• Aim of the task
Write out again the material from the line that contains "Tag the black uniform" through the line that contains "[(77, 34), (54, 38)]", swapping "jersey number" for "shirt number" and leaving the rest unchanged.

• Stored records
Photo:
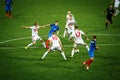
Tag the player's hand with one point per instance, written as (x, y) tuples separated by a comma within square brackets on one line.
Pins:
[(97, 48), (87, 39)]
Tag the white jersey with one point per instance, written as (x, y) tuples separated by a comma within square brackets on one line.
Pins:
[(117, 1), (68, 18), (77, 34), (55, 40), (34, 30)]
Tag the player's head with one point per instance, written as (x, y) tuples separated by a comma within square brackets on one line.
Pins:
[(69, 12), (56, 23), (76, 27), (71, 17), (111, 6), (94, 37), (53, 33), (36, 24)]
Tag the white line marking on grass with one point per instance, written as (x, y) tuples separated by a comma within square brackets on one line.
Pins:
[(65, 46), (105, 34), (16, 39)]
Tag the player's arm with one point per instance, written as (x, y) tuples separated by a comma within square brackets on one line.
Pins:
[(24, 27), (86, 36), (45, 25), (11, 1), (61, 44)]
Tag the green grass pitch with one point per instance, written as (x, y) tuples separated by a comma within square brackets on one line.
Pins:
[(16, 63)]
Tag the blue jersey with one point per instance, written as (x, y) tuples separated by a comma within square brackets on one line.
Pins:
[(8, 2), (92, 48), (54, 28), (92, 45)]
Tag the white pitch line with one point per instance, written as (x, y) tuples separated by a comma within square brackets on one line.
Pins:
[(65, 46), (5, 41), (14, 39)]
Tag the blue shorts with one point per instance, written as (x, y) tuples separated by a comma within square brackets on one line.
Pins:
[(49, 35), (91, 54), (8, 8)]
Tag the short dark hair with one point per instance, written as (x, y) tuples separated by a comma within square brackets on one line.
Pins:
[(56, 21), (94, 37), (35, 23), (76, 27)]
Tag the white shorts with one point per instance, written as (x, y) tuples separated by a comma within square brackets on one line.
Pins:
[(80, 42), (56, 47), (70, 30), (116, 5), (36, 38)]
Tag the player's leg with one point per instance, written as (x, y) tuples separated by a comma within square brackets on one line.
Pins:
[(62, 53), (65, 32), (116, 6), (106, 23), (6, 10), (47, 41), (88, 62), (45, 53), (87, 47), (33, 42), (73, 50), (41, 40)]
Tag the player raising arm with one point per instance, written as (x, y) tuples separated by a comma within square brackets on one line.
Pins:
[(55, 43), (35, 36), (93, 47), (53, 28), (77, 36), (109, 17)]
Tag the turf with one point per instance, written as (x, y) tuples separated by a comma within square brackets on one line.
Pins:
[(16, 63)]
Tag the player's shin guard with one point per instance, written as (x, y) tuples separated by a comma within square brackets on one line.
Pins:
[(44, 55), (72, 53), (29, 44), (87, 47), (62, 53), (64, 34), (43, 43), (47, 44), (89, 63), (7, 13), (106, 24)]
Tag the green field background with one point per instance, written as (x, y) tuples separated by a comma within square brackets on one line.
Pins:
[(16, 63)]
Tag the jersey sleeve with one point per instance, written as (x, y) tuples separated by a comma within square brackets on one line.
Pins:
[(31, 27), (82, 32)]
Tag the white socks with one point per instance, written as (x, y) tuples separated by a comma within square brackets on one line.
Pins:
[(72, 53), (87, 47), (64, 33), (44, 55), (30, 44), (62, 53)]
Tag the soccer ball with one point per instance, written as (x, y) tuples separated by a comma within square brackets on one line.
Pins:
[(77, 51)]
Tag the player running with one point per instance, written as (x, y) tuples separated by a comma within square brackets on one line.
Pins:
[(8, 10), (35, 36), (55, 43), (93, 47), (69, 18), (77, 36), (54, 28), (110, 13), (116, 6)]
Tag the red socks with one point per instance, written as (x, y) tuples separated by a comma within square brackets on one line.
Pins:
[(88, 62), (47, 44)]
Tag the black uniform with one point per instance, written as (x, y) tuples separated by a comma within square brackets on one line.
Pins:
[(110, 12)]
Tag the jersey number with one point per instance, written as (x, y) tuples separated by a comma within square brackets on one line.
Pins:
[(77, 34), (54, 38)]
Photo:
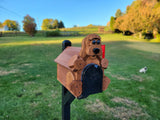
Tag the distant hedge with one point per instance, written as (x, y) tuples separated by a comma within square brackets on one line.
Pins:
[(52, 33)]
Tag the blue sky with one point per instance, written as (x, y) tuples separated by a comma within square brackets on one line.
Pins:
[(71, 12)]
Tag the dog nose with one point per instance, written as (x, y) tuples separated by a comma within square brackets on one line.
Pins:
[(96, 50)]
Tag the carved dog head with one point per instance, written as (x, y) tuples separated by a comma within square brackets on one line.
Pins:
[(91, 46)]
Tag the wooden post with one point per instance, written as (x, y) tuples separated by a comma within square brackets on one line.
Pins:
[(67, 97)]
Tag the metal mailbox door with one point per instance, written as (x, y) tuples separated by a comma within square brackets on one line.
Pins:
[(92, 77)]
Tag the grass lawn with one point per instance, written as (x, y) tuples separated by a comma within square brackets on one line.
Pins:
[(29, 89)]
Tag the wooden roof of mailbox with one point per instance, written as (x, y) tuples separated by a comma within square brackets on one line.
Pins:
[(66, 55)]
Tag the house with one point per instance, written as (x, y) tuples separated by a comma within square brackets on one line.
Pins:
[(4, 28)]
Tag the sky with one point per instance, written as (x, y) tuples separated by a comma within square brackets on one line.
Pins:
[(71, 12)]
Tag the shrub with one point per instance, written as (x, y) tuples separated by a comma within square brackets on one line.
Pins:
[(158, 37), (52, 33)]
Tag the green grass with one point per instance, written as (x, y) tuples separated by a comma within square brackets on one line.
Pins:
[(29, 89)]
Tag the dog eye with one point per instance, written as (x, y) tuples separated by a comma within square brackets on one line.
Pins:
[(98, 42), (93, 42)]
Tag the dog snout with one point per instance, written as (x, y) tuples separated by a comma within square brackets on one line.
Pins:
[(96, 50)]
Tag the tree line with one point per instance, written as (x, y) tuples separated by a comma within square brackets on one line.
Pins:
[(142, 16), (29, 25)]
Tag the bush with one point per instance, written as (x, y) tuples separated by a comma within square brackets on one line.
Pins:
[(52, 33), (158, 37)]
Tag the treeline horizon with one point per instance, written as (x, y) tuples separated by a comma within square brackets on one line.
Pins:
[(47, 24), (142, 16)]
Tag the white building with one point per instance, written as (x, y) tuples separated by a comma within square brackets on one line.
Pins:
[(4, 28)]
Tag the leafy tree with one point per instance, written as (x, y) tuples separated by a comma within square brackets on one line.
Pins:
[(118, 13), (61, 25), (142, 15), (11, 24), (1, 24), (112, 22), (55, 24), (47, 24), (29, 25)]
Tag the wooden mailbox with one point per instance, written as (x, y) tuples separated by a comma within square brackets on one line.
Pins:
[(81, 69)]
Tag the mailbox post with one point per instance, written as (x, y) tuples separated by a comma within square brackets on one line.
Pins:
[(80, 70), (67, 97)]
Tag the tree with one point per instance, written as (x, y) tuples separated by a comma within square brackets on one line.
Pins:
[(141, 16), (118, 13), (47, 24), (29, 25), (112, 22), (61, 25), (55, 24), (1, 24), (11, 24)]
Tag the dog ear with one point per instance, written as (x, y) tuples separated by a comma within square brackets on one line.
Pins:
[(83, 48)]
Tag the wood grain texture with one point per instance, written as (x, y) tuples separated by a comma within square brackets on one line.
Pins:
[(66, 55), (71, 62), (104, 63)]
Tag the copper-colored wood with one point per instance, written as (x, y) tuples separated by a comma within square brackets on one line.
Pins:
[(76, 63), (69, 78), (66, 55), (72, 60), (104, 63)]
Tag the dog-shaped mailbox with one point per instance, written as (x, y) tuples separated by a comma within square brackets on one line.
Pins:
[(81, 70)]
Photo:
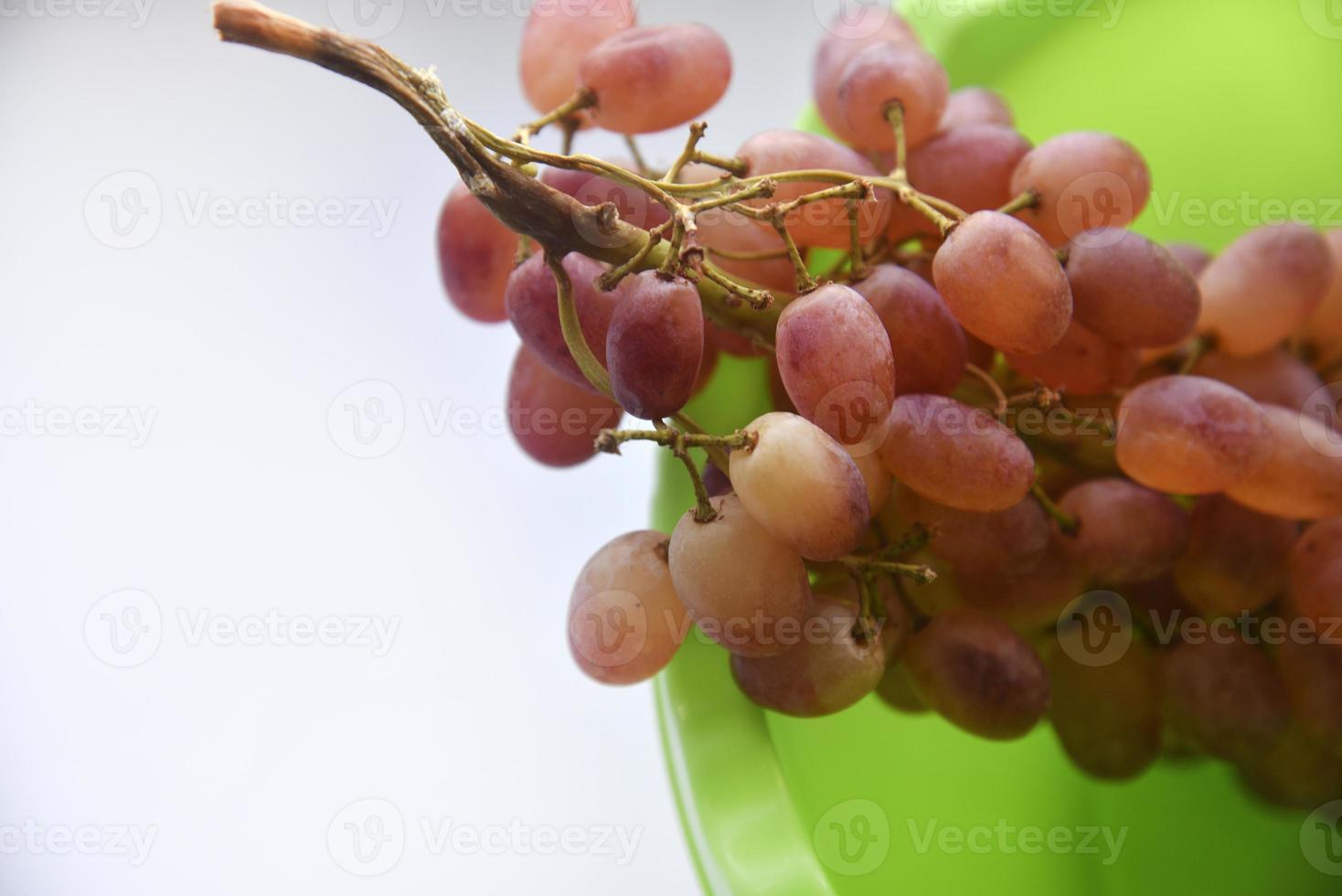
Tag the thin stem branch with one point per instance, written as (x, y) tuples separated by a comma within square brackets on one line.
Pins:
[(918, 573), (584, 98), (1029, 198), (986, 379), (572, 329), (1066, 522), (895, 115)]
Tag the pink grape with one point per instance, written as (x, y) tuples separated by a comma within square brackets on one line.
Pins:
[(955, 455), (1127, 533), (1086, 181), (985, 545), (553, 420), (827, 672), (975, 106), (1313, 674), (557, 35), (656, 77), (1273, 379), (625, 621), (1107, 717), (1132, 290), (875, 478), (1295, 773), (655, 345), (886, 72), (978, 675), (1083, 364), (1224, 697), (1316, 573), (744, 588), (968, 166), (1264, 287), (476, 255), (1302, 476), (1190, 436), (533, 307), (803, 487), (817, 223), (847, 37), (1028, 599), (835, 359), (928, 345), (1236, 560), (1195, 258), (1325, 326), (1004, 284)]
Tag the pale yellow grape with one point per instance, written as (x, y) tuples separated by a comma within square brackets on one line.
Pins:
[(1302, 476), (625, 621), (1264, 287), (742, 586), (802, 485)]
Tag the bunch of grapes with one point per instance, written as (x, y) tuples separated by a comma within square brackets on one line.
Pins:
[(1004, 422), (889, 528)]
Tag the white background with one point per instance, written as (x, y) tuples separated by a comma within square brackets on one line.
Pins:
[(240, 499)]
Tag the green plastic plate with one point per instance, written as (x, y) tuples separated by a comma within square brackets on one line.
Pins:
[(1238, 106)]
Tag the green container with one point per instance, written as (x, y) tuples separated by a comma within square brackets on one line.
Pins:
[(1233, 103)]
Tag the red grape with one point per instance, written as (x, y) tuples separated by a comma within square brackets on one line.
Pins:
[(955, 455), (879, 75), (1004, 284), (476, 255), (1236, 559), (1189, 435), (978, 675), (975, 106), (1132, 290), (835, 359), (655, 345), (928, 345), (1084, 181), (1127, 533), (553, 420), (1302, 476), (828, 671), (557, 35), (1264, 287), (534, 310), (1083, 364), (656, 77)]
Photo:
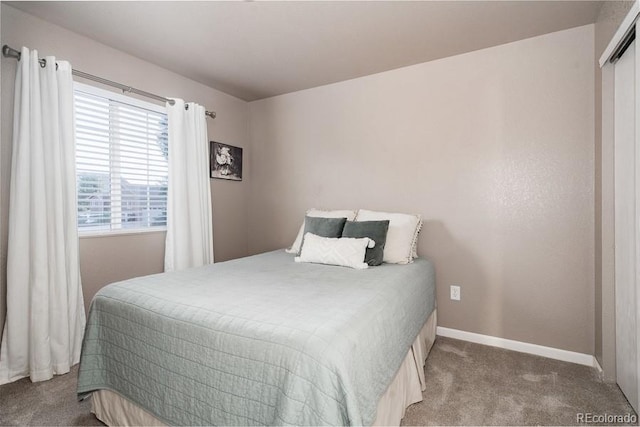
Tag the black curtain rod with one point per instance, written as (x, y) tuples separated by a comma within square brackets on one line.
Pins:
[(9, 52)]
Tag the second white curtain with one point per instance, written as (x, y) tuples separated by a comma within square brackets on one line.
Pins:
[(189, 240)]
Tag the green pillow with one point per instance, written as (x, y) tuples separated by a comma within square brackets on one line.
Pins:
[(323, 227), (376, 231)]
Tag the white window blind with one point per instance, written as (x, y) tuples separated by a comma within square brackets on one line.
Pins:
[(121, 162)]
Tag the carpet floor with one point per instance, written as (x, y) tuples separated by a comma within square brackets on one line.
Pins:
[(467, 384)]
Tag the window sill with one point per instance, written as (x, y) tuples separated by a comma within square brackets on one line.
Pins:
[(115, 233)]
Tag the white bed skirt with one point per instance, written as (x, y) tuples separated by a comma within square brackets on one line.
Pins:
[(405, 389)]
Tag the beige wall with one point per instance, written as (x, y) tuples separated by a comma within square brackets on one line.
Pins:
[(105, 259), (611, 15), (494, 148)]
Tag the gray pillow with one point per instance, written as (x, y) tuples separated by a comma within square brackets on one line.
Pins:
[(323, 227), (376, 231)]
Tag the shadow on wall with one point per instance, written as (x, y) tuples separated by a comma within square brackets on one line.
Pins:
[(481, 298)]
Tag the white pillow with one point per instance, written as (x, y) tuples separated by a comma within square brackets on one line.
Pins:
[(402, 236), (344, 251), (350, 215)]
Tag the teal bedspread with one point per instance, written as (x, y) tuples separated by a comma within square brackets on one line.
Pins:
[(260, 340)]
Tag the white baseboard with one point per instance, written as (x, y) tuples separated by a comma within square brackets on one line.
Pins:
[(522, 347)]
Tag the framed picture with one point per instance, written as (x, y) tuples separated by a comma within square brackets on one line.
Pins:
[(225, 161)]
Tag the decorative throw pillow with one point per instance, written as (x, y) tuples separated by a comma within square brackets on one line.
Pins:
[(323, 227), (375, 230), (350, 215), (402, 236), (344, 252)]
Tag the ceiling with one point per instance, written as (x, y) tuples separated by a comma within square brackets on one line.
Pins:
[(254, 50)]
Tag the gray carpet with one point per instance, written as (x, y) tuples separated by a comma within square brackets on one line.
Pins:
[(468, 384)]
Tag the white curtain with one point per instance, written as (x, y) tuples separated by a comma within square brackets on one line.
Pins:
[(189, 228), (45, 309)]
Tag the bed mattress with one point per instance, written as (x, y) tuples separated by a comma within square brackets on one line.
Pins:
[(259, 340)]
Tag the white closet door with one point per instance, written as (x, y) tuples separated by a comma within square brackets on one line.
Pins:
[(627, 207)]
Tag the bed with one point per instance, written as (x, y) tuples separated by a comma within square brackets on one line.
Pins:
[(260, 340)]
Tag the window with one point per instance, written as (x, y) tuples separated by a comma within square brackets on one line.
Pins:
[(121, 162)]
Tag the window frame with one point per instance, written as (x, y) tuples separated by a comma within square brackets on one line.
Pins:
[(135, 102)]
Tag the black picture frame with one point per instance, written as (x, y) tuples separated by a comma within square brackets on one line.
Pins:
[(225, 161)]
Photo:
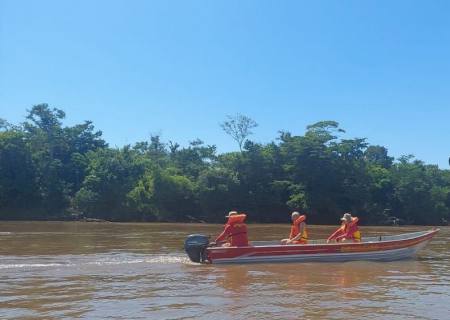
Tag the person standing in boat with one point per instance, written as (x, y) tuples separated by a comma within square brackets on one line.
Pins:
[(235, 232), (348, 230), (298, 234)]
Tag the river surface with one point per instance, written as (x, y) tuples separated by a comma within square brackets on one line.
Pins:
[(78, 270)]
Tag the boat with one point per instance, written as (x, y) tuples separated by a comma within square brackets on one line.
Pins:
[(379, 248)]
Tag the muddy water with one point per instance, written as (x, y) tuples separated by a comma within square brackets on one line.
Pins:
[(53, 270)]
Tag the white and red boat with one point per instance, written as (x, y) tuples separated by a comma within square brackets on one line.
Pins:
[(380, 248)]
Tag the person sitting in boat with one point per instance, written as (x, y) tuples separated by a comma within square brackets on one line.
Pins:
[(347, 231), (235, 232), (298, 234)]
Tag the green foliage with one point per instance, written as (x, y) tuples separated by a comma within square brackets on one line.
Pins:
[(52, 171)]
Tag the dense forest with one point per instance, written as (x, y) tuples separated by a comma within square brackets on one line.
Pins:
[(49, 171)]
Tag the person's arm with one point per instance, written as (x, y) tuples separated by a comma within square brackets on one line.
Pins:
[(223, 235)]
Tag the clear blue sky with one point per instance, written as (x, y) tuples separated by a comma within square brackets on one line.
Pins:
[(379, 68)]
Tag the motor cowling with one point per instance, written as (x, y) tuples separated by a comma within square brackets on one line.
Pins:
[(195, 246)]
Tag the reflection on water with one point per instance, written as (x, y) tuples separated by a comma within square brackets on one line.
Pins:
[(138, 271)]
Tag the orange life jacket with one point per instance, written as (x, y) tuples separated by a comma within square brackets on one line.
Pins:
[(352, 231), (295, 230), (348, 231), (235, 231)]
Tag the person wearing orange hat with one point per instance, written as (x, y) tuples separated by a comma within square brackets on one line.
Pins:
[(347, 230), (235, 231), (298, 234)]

• Solution
Tag the black uniform with one point per instance, written as (x, y) tuples separated by a comma within square brackets on one line.
Pins:
[(110, 12)]
Tag the shirt number with one point per instance, written as (x, y) tuples separated by a comma within square brackets on one line.
Pins:
[(77, 34), (54, 38)]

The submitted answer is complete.